Problem.
Exactly reproduce the lines from the line that has "[spot] the man's beard, one" down to the last line of the entries, inclusive.

§

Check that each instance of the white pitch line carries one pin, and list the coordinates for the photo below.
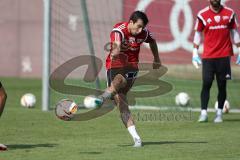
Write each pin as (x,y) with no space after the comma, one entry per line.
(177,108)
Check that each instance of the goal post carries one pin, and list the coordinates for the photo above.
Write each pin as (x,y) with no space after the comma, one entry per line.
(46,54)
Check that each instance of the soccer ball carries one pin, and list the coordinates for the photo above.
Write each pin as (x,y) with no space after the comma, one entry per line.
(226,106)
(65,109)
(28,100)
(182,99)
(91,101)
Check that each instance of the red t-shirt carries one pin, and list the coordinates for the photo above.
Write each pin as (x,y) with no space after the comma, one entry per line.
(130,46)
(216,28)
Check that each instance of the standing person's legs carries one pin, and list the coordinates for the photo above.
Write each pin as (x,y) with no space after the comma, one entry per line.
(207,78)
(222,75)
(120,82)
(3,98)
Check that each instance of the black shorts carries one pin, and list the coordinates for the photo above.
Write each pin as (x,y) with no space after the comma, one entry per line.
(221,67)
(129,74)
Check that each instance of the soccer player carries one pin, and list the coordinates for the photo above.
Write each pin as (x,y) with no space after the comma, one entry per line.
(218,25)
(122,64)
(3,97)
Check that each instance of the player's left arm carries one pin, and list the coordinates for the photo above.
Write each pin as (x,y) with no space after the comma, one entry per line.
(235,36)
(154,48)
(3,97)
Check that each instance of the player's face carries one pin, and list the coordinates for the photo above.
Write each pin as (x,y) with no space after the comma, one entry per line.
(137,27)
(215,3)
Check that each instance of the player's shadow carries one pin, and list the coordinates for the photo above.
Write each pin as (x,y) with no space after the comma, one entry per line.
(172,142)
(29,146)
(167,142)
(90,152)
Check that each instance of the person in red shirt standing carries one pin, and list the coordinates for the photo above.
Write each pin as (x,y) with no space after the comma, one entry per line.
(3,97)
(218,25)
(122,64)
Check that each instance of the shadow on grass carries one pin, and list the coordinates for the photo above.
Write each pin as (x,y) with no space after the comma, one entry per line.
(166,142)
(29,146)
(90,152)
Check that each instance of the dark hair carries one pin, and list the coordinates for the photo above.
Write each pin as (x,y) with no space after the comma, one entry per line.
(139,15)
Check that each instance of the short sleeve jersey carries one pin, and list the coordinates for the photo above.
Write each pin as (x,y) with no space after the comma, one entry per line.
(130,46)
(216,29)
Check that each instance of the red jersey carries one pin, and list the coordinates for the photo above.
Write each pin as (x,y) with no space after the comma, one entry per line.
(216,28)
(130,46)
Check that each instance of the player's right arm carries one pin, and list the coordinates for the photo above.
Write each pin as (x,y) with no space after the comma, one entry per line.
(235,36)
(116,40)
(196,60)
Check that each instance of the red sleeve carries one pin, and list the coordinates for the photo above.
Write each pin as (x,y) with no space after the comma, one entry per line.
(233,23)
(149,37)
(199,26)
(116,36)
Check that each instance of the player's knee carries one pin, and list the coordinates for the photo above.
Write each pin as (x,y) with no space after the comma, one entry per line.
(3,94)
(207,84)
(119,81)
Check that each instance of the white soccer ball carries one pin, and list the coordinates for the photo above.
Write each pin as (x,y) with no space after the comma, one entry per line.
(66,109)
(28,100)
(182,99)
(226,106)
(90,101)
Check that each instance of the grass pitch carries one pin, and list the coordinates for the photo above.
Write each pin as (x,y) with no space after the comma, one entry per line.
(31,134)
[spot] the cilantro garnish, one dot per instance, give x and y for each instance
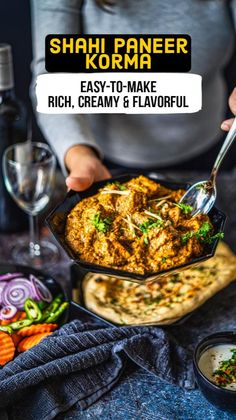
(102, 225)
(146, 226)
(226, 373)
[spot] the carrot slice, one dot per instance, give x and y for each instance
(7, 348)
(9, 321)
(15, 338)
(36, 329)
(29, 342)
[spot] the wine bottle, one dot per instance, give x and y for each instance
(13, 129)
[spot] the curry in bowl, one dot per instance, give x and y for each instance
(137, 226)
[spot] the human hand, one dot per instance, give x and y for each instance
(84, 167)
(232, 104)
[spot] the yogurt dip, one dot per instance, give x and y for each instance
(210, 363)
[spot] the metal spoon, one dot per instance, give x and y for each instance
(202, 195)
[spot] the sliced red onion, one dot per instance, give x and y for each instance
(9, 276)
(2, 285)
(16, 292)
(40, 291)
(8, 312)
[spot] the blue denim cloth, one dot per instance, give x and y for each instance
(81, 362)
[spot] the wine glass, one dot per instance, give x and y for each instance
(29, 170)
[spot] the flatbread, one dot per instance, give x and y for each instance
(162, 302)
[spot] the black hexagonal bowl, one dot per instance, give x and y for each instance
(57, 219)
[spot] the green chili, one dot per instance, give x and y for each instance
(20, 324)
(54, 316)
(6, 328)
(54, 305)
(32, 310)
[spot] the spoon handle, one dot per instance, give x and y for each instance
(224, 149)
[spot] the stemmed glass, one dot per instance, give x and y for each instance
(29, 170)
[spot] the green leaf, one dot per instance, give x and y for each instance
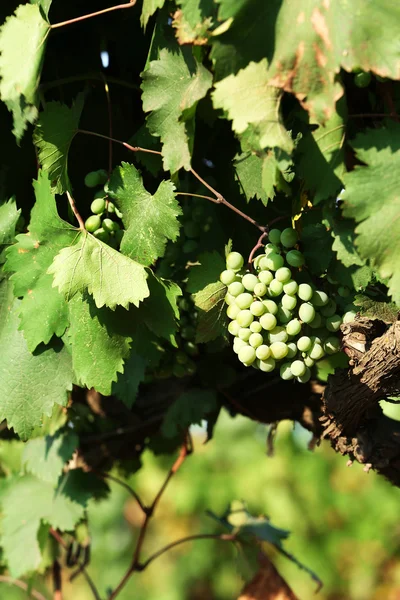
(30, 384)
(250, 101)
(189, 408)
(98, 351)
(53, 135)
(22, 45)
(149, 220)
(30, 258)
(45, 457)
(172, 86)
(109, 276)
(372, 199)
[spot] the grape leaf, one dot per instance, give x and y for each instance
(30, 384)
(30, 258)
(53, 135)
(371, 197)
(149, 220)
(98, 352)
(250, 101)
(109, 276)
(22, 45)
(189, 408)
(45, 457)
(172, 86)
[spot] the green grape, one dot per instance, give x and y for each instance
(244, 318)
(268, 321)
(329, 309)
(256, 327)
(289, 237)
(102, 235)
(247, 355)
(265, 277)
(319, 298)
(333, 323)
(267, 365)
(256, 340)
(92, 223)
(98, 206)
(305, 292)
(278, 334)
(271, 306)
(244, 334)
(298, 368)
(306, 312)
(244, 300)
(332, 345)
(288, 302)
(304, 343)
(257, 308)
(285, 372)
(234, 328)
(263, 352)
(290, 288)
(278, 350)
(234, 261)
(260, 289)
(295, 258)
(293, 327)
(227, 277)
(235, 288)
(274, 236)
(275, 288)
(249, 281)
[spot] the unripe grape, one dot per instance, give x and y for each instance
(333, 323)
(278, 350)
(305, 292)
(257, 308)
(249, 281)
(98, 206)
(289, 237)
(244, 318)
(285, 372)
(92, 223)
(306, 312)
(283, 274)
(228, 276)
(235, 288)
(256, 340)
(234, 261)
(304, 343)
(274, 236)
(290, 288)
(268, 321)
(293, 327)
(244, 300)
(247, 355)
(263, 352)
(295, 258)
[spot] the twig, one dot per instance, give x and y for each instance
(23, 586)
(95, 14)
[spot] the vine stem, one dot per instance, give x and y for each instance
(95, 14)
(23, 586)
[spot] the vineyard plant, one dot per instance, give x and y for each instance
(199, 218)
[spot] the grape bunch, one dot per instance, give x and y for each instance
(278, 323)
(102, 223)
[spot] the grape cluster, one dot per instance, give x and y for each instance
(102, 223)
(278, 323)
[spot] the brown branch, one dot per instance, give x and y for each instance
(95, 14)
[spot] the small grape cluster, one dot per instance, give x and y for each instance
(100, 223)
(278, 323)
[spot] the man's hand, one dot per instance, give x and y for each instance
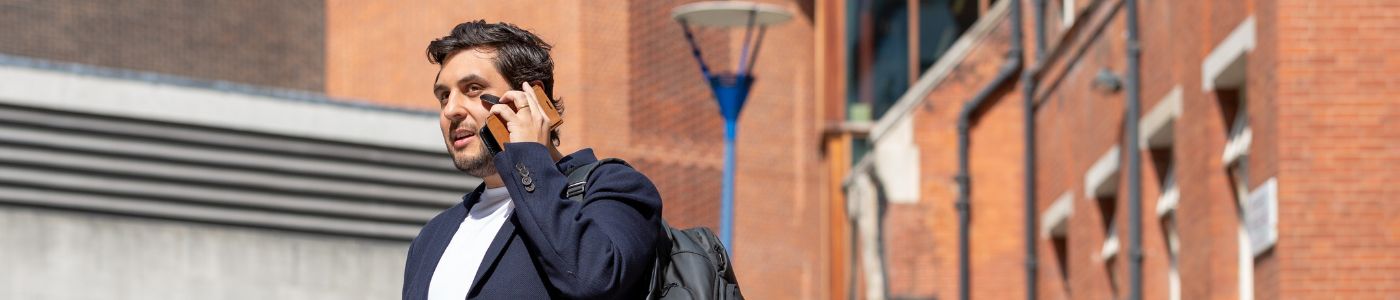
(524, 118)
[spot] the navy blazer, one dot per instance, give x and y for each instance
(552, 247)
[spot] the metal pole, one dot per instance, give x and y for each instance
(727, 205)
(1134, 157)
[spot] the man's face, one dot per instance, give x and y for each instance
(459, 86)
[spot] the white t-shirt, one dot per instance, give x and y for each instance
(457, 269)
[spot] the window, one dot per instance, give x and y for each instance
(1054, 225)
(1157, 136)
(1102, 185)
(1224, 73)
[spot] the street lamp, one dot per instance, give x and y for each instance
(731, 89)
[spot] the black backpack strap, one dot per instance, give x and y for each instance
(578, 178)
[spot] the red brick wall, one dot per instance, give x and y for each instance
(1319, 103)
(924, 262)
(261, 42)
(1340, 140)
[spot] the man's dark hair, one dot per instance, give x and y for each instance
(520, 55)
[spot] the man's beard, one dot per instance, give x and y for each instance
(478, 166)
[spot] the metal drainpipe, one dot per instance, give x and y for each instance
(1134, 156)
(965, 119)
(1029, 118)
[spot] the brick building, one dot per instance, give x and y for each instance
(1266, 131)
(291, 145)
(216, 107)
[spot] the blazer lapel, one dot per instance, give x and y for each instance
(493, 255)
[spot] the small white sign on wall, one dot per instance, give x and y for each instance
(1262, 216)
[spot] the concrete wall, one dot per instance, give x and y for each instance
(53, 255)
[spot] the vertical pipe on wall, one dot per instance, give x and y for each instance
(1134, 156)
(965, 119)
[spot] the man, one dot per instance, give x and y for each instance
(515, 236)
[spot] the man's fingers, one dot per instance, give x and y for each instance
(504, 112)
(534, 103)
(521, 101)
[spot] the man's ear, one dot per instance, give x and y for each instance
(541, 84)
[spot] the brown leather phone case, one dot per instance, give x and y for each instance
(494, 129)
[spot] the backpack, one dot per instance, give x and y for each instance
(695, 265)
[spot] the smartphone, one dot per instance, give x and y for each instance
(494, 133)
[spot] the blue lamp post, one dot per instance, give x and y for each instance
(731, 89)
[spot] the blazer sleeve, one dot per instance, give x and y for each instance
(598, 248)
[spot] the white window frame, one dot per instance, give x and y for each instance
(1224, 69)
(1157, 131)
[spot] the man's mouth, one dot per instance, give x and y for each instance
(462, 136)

§

In response.
[spot] the man's beard, one dot per instance, give x and y for each instance
(478, 166)
[spot] the metal drainpipe, one dot per instance, give x and y for each instance
(1134, 156)
(965, 119)
(1029, 118)
[spot] the brick building, one dot per instance, give x and y for each instance
(1266, 131)
(291, 145)
(216, 107)
[spot] the blazer lapel, one dot per instance, give x and y for each instance
(493, 255)
[spot] the small white sign on wall, one dot per instance, give x and y for each instance
(1262, 216)
[spot] the concrete wall, one dot per instance, give x and y for each instance
(53, 255)
[spot] the vertical pipe on wall, one dot per instance, give x and y for each instance
(1134, 156)
(965, 119)
[spot] the man, one dot per instance, give x and y for each instance
(515, 236)
[spot] the man's fingers, one dot per instance, give x and y for each instance
(504, 112)
(534, 103)
(521, 101)
[spot] the man's ear, one dot per instance, give x and y for each instance
(541, 84)
[spot] the brown leather phone case, one dot per instance, give x and y for each instance
(494, 129)
[spot] the backpack, one dot per instance, give x and y for each instance
(695, 265)
[spot] the smartphone, one dot per instance, give x and y for each instance
(494, 133)
[spot] the blue lamp post, one dot per instance, give x and y for each instance
(731, 89)
[spot] the blazer sleeve, one dot per instance, give x and y for each instance
(598, 248)
[spot] the white window frame, one dot per instance, give x and y for each instance
(1224, 69)
(1157, 131)
[spot] the man's mouth, one dot per instance, give x and y for each instance
(462, 136)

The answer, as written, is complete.